◆ Data supplied:
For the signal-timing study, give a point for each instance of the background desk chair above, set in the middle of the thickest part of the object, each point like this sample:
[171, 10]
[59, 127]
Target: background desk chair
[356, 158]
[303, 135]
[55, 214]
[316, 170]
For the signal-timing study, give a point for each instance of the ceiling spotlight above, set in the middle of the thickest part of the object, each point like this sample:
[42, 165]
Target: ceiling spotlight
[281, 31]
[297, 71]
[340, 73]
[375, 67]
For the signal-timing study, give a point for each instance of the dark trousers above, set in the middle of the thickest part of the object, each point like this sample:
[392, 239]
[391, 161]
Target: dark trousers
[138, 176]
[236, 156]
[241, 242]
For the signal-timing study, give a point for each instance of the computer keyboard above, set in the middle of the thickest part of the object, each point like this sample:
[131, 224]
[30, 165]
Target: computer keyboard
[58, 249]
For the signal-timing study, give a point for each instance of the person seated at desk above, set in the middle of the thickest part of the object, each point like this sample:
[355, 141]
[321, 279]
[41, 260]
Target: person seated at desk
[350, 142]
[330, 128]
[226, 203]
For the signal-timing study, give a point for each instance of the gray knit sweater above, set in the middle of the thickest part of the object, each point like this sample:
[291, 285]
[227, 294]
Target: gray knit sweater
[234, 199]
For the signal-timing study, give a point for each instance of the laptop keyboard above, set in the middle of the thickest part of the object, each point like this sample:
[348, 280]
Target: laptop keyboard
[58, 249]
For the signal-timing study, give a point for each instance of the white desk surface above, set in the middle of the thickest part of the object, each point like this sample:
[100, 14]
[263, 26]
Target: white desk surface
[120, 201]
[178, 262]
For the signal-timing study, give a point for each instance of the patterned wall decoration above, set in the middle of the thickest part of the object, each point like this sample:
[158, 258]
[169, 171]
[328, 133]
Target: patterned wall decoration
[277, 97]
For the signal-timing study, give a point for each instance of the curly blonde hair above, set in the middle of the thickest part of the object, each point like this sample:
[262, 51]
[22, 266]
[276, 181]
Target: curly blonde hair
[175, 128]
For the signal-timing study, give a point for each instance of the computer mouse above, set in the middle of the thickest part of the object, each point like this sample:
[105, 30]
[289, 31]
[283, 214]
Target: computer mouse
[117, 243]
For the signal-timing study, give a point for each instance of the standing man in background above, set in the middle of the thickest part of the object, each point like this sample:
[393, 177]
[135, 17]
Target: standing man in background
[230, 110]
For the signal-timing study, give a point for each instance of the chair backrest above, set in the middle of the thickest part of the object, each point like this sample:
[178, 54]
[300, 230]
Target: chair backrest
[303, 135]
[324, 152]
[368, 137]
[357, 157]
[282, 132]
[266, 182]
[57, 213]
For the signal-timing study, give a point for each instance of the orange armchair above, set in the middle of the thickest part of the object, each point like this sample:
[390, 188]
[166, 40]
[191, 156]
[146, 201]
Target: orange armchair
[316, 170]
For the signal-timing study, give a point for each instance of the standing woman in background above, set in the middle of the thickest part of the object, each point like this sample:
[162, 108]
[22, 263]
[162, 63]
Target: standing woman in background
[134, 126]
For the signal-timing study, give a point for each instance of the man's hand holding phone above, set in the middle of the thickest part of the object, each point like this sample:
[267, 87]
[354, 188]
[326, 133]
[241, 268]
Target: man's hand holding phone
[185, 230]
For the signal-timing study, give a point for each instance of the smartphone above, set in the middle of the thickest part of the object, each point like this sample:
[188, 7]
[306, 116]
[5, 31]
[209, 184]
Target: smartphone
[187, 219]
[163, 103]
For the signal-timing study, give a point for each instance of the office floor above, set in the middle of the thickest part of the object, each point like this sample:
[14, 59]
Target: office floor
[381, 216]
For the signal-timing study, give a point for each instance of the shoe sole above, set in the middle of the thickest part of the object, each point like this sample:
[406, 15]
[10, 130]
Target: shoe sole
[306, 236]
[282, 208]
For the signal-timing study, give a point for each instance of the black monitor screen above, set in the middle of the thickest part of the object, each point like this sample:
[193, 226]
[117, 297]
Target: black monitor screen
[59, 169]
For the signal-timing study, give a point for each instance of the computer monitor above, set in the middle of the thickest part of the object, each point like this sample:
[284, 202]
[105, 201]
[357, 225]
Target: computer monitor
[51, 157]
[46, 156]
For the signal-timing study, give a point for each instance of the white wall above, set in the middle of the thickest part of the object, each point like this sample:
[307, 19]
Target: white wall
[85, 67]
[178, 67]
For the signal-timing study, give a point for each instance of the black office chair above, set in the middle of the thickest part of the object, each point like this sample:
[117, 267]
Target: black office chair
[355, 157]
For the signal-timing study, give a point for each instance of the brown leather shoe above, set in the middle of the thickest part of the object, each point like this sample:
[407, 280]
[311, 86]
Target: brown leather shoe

◆ Your task:
All lines above that contain the word "brown" are to be copied.

◆ Task answer:
For the signal-timing study, give a point for each instance of the brown leather shoe above, set in the middle of the thickest part of the object, each point like this sample:
Target: brown leather shoe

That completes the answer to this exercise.